Entries from a dataset
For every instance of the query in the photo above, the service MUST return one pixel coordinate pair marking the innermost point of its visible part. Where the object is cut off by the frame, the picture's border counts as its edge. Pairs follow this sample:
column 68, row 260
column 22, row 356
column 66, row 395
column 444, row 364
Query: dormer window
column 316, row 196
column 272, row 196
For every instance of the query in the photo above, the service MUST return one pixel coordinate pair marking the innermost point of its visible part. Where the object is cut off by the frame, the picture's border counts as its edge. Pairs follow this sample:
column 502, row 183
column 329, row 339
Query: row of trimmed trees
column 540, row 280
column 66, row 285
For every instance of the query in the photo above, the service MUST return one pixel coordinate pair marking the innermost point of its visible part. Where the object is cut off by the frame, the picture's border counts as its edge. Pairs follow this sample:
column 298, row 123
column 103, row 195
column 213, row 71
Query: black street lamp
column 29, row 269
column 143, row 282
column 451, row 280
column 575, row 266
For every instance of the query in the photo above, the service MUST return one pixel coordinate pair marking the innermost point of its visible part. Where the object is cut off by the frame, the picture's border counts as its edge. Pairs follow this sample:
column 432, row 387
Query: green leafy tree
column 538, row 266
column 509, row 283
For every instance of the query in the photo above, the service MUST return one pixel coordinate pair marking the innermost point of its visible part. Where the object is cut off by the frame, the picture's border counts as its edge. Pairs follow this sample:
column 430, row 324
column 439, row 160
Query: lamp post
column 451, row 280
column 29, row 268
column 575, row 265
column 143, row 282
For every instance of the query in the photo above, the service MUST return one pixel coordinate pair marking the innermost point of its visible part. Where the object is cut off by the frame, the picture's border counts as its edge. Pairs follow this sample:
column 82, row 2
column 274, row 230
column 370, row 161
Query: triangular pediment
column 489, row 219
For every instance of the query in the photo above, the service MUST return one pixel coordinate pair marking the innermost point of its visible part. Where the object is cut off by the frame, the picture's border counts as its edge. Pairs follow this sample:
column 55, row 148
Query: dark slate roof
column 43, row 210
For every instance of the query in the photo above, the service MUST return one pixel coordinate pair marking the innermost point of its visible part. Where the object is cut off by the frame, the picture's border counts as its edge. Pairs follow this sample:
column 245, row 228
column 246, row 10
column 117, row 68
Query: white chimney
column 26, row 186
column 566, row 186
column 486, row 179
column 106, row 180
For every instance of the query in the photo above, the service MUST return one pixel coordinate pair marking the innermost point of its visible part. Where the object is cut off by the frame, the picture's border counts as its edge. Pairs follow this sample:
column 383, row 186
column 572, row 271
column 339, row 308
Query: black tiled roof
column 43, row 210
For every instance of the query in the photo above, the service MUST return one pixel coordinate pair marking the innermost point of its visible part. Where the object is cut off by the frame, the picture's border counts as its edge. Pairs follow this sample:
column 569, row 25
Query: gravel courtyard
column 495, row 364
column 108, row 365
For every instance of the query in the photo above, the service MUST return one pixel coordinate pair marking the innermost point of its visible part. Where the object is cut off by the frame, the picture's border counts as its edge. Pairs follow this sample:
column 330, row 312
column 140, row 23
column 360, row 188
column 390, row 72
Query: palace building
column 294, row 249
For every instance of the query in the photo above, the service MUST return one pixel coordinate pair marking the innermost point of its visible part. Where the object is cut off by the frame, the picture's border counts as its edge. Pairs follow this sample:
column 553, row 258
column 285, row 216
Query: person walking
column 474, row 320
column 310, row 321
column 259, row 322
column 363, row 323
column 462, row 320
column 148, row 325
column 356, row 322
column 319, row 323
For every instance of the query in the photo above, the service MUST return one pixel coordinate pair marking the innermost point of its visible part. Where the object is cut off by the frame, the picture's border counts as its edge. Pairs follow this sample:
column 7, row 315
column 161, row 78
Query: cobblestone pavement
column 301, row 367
--
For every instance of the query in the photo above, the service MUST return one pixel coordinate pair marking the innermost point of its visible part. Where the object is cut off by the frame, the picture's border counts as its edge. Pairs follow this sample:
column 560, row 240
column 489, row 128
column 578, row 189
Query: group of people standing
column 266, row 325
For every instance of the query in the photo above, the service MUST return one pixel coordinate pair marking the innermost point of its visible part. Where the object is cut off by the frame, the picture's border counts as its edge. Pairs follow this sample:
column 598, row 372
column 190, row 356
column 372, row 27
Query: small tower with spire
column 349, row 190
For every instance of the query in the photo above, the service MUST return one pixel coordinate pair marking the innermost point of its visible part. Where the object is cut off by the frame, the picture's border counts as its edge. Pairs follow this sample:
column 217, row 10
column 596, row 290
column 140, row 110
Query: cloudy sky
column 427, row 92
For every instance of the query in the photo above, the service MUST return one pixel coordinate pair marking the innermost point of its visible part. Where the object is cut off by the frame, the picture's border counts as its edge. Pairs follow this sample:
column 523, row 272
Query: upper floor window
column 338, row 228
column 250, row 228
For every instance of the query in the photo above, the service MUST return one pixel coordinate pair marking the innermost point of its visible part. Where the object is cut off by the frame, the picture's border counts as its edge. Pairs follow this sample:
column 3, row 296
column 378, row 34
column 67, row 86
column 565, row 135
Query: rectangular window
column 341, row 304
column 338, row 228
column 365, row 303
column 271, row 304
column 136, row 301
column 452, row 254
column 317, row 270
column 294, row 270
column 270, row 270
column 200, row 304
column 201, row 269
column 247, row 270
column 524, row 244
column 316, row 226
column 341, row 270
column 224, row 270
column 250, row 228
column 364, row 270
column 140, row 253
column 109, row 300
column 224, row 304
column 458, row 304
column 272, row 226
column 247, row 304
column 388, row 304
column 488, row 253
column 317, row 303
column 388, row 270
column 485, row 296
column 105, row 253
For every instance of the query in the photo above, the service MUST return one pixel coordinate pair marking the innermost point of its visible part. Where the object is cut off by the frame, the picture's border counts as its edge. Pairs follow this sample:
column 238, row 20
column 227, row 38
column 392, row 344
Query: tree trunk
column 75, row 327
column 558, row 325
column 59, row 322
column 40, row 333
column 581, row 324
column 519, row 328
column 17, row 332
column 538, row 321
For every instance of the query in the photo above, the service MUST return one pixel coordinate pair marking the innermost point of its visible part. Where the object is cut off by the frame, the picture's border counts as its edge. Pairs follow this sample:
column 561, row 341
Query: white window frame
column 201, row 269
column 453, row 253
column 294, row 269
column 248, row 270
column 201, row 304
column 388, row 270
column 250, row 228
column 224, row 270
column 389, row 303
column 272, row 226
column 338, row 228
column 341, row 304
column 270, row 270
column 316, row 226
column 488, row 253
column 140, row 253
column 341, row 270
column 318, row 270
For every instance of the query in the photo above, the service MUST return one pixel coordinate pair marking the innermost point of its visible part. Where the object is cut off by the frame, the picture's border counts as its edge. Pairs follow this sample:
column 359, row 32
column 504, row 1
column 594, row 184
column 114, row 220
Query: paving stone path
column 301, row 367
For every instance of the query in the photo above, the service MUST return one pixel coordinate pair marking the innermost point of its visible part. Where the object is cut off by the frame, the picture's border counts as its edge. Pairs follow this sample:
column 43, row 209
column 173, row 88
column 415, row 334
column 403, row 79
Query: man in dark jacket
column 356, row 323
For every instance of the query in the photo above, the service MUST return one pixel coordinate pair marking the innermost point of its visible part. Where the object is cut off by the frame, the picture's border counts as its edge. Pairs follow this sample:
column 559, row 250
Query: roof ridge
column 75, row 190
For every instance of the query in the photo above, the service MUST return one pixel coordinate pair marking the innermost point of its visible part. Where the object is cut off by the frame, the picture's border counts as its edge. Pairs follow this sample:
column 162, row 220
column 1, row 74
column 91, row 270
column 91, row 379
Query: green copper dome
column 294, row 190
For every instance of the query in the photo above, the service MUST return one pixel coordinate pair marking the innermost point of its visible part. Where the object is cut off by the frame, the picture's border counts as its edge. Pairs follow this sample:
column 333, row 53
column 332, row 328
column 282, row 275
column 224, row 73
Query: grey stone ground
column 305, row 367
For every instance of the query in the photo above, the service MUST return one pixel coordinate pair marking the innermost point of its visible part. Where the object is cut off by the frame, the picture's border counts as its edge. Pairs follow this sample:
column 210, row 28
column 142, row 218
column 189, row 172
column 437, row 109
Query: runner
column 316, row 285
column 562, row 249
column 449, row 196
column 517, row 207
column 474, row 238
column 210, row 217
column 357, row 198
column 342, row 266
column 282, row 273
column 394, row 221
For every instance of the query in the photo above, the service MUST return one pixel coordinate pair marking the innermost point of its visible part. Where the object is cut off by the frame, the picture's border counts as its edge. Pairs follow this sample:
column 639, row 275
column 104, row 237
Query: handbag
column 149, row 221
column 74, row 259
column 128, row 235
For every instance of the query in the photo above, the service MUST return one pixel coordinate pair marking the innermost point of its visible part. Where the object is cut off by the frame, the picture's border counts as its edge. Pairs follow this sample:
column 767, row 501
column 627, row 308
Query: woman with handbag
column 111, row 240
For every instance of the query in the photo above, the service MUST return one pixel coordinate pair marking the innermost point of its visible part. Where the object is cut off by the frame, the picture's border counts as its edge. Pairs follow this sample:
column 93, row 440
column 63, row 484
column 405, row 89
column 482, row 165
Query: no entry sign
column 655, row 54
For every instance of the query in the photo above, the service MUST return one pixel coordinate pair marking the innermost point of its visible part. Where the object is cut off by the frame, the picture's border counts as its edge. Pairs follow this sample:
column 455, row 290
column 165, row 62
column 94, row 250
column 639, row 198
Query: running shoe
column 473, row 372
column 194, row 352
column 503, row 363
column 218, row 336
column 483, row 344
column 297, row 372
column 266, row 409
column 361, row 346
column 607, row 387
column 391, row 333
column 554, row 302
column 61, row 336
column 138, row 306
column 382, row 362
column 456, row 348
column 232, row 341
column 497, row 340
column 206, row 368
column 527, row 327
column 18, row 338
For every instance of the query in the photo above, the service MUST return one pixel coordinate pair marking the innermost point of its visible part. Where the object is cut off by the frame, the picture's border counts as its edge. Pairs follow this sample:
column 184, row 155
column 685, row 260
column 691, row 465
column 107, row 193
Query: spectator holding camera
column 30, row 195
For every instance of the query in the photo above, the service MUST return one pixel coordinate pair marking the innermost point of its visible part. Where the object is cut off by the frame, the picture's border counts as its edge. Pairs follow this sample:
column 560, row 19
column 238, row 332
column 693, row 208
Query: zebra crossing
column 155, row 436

▶ Set problem:
How many lines of the entries above contain the string "green", with case counting? Reply with the number alone.

▶ Correct output:
2